-------- RECORDED INFORMATION

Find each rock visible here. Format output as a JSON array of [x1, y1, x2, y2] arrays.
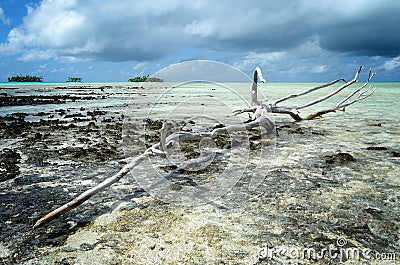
[[392, 151, 400, 157], [0, 148, 21, 181], [324, 153, 355, 164]]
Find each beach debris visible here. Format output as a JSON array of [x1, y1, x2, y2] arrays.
[[33, 67, 375, 229], [235, 66, 376, 121]]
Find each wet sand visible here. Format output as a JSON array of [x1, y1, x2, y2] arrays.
[[0, 83, 400, 264]]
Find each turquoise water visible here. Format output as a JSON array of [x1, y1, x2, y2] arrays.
[[0, 83, 400, 264]]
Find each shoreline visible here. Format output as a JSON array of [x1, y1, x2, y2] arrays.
[[0, 85, 400, 264]]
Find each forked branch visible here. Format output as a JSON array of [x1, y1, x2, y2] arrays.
[[239, 66, 375, 121]]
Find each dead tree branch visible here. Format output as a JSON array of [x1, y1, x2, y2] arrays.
[[33, 64, 375, 228], [238, 66, 375, 121], [33, 110, 275, 229]]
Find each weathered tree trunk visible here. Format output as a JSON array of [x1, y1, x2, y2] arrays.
[[33, 67, 375, 228]]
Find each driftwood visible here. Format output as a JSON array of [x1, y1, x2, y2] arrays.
[[234, 66, 375, 121], [33, 67, 375, 228]]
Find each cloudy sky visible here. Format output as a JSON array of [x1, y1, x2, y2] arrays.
[[0, 0, 400, 82]]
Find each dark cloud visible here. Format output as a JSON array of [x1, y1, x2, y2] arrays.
[[0, 0, 400, 61]]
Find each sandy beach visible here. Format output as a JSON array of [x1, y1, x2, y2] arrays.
[[0, 83, 400, 264]]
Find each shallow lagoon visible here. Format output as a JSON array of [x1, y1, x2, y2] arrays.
[[0, 83, 400, 264]]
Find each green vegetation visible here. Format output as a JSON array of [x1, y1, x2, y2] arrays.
[[128, 75, 164, 83], [67, 77, 82, 83], [8, 75, 43, 82]]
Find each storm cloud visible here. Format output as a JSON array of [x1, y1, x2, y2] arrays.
[[0, 0, 400, 61]]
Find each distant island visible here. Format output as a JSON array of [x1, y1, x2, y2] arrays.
[[128, 75, 164, 83], [8, 75, 43, 82], [67, 77, 82, 83]]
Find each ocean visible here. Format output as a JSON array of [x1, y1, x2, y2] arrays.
[[0, 82, 400, 264]]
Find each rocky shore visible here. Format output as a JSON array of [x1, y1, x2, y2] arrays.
[[0, 84, 400, 264]]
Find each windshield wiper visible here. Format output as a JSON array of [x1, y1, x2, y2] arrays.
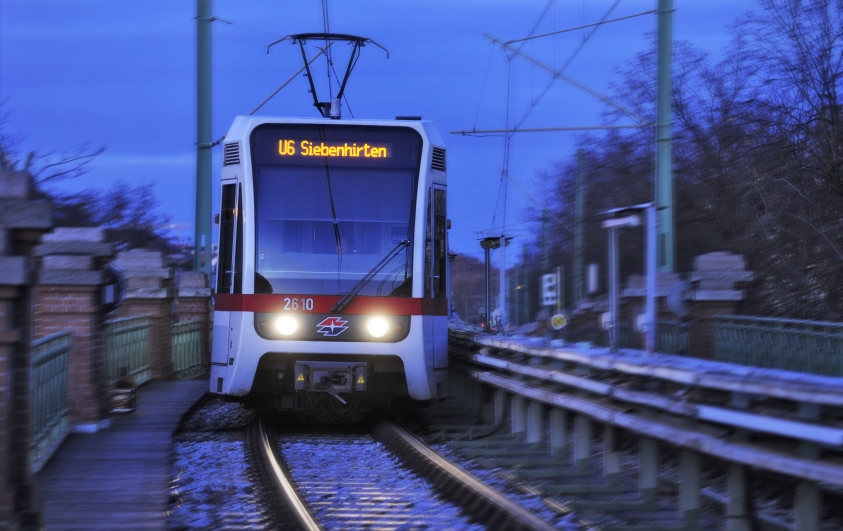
[[331, 240, 410, 313]]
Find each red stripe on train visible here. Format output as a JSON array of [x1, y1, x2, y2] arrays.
[[214, 293, 448, 316]]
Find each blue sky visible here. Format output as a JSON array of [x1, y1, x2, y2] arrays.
[[0, 0, 755, 256]]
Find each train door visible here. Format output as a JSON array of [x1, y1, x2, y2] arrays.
[[424, 185, 448, 378], [211, 183, 243, 393]]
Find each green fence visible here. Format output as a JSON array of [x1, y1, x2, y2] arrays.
[[173, 319, 205, 379], [568, 319, 691, 356], [714, 315, 843, 377], [105, 317, 151, 388], [29, 331, 70, 466], [568, 323, 632, 348]]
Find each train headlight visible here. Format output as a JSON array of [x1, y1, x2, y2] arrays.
[[368, 317, 388, 337], [275, 315, 298, 336]]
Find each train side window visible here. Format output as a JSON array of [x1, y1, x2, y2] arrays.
[[232, 187, 243, 293], [424, 188, 448, 299], [217, 184, 237, 293], [433, 188, 448, 299]]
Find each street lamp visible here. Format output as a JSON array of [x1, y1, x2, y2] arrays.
[[603, 203, 658, 356], [480, 234, 512, 333]]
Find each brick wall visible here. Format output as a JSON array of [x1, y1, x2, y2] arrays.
[[0, 171, 52, 530], [33, 227, 114, 432]]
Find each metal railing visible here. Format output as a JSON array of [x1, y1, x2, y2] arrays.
[[714, 315, 843, 376], [173, 319, 205, 379], [29, 331, 70, 474], [105, 317, 151, 388], [656, 319, 691, 356], [568, 323, 630, 348], [449, 324, 843, 531]]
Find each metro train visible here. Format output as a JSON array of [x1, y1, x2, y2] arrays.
[[210, 116, 450, 412]]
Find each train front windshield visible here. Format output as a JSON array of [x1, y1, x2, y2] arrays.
[[251, 124, 422, 297]]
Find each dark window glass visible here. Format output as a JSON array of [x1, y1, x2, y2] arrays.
[[251, 124, 422, 296], [217, 184, 237, 293]]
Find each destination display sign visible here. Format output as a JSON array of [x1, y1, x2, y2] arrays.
[[278, 139, 392, 159]]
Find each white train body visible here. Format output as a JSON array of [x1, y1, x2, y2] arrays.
[[210, 116, 448, 409]]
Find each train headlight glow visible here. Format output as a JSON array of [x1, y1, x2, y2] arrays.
[[368, 317, 388, 337], [275, 315, 298, 336]]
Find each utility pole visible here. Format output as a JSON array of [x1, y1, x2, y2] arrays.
[[571, 148, 585, 305], [193, 0, 213, 278], [655, 0, 674, 271]]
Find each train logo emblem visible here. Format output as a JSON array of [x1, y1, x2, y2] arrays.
[[316, 317, 348, 337]]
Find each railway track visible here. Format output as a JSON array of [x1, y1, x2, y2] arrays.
[[250, 419, 554, 530]]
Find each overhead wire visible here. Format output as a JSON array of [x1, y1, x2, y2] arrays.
[[490, 0, 556, 239]]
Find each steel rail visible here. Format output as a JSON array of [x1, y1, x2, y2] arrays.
[[258, 418, 324, 531], [374, 422, 555, 531]]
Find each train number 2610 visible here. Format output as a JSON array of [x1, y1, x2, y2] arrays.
[[284, 297, 313, 311]]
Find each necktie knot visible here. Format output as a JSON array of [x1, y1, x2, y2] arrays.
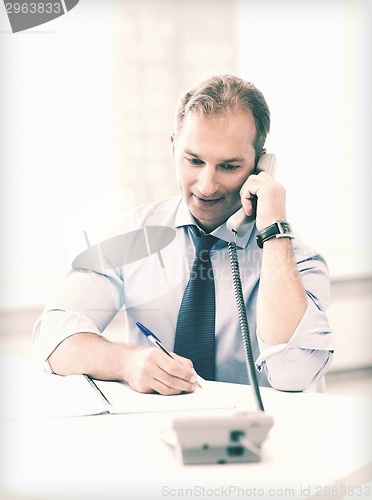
[[174, 226, 218, 380], [195, 234, 218, 255]]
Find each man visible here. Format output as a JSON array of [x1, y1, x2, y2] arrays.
[[34, 75, 333, 395]]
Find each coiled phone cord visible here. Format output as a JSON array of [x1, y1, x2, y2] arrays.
[[228, 241, 265, 411]]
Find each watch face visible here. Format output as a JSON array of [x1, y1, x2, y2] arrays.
[[256, 220, 294, 248]]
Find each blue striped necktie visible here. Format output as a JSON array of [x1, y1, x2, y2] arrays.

----------------

Rewrite every row above, replacing "Format output" with "Present the result" and keeping everything else the same. Leave the pictures out of your answer.

• **SOLUTION TO THIS TASK**
Find each rock visible here. Present the result as a JSON array of [x1, y1, x2, y2] arrays.
[[392, 151, 400, 157], [0, 148, 21, 181], [324, 153, 355, 164]]
Find each beach debris visible here. Present the result as a JSON array of [x1, y1, x2, y2] arrays.
[[33, 67, 375, 229], [235, 66, 376, 121]]
Find each wet sand visible here. Present the result as a JSON array of [x1, y1, x2, y2] arrays.
[[0, 83, 400, 264]]
Find each turquoise water visible here. Present the result as a JSON array of [x1, y1, x2, y2] arrays.
[[0, 83, 400, 264]]
Find each shoreline visible here. Present the result as a JSON array of [x1, y1, x2, y2] arrays.
[[0, 85, 400, 264]]
Find each forked branch visible here. Present the result as a JSON array of [x1, y1, x2, y2] arrays.
[[239, 66, 375, 121]]
Find each dead tree branch visible here. Present the result as a JSON array of [x1, y1, x2, y2] arrays.
[[33, 64, 375, 228], [238, 66, 375, 121], [33, 110, 275, 229]]
Find each weathered tree trunk visible here. Present the result as a JSON array of [x1, y1, x2, y2] arrays.
[[33, 67, 375, 228]]
Find each driftwood visible here. Present the result as a JSON array of [x1, y1, x2, y2] arrays.
[[234, 66, 375, 121], [33, 67, 375, 228]]
Find each cloudy sky visible here. Present the result as a JSON array of [x1, y1, x2, y2] arrays.
[[0, 0, 400, 82]]
Find each dark cloud visible here. Present the result as a JSON array of [x1, y1, x2, y2] arrays.
[[0, 0, 400, 61]]
Find each sandy beach visible here. Present the result as a JSON array of [x1, y1, x2, y2] arrays.
[[0, 83, 400, 264]]
Find each shallow lagoon visible here. Present the result as a JSON array of [x1, y1, x2, y2] arrays.
[[0, 83, 400, 264]]
Find each green vegetation visible here. Present the result as a JSON array of [x1, y1, x2, y2] arrays.
[[128, 75, 164, 83], [67, 77, 82, 83], [8, 75, 43, 82]]
Find each storm cloud visible here. Present the result as a JSON array of [x1, y1, x2, y2] arrays.
[[0, 0, 400, 61]]
Find each distant island visible here. Present the result as a JSON array of [x1, y1, x2, y2] arrays.
[[128, 75, 164, 83], [8, 75, 43, 82], [67, 77, 82, 83]]
Find each ocean visible here. Present the result as a JSON array of [x1, y1, x2, y2] arrays.
[[0, 82, 400, 264]]
Find each rocky shore visible here. Present the result as a JSON array of [x1, y1, x2, y2] arrays.
[[0, 84, 400, 264]]
Find each windshield wiper visible here. Present the result as a JSON array of [x1, y1, x2, y2] arrays.
[[331, 240, 410, 313]]
Find each red stripe on train visible here. Present the result as a JSON array of [x1, y1, x2, y2] arrays.
[[214, 293, 448, 316]]
Find each blue sky visible here. Present the result as a JSON array of [x1, y1, x2, y2] arrays.
[[0, 0, 755, 256]]
Find each train door visible here. Present the result as a JSON array of [x1, y1, x2, y2] arrays.
[[424, 185, 448, 378], [211, 183, 243, 393]]
Find each green fence visible here. Present the result as a JSON array of [x1, y1, x2, y2] arrays.
[[173, 319, 205, 379], [568, 319, 691, 356], [714, 315, 843, 377], [105, 317, 151, 388], [29, 331, 70, 466], [568, 323, 632, 348]]
Find each train headlight visible here. Present the result as a JSON array of [x1, y1, x2, y2] arrays.
[[368, 317, 388, 337], [275, 315, 298, 336]]
Find each train side window visible here. Present the result as a JSON array of [x1, y1, x2, y2] arrays.
[[232, 187, 243, 293], [424, 188, 448, 299], [217, 184, 237, 293], [433, 188, 448, 299]]
Find each street lamp visible here. Present the result as a JSON array of [x1, y1, x2, y2] arrays.
[[603, 203, 658, 356], [480, 234, 512, 333]]
Find each brick wall visible here. Present the result as a JSON array of [x1, y1, x2, y2] arrays.
[[0, 171, 52, 530], [33, 227, 114, 432]]
Find each metal railing visible here. Present the result as a JSON array of [x1, y1, x2, y2] arrays.
[[714, 315, 843, 376], [173, 319, 205, 379], [29, 331, 70, 474], [105, 317, 151, 388], [656, 319, 691, 356], [568, 323, 630, 348], [449, 324, 843, 531]]
Find each metro train visible here. Present the result as a JSON array of [x1, y1, x2, y2] arrays.
[[210, 116, 450, 412]]
Find each train front windshield visible here. Present the result as a JSON array of [x1, y1, x2, y2] arrays.
[[251, 124, 422, 297]]
Find each dark window glass visible here. Present the result as a JSON array of [x1, y1, x2, y2] arrays.
[[251, 124, 422, 296], [217, 184, 237, 293]]
Find each destination display sign visible here. Present the result as a JSON array of [x1, y1, x2, y2] arrays.
[[278, 139, 392, 159]]
Find each white train body visible here. Present the result as a JSON array of [x1, y1, x2, y2] arrays.
[[210, 116, 448, 409]]
Find each train headlight glow visible here. Present the result as a JSON array of [x1, y1, x2, y2] arrays.
[[368, 317, 388, 337], [275, 315, 298, 336]]
Find each utility pole visible here. Present the result as a JSON array of [x1, y1, x2, y2] arrays.
[[571, 148, 585, 305], [193, 0, 213, 278], [655, 0, 674, 271]]
Find each train logo emblem visible here. Present the result as a JSON array of [x1, y1, x2, y2] arrays.
[[316, 317, 348, 337]]
Find each railway track visible here. Present the result as a JSON array of [x1, y1, x2, y2] arrays.
[[250, 419, 554, 530]]
Find each overhead wire visible here. Present the result as a JSON array of [x1, y1, x2, y2] arrays.
[[490, 0, 556, 239]]
Find each steel rail visible here. Present the result as a JSON array of [x1, y1, x2, y2] arrays.
[[258, 418, 324, 531], [374, 422, 555, 531]]
Find each train number 2610 visible here. Present the result as a JSON array of [x1, y1, x2, y2] arrays.
[[284, 297, 313, 311]]
Find each necktie knot visible here. Present the result as a JSON array of [x1, y1, x2, y2] arrays.
[[174, 226, 218, 380], [195, 234, 218, 255]]
Find each man visible here. Present the result as a JSON array of [x1, y1, x2, y2] arrays.
[[34, 75, 333, 395]]
Find each coiled phone cord visible here. Present the result as a JSON array of [x1, y1, x2, y2] arrays.
[[228, 241, 265, 411]]
Find each watch face visible here. Present the result as a JSON array of [x1, y1, x2, y2] arrays.
[[256, 220, 294, 248]]
Find each blue striped necktie visible here. Present the result as a JSON array of [x1, y1, x2, y2] arrays.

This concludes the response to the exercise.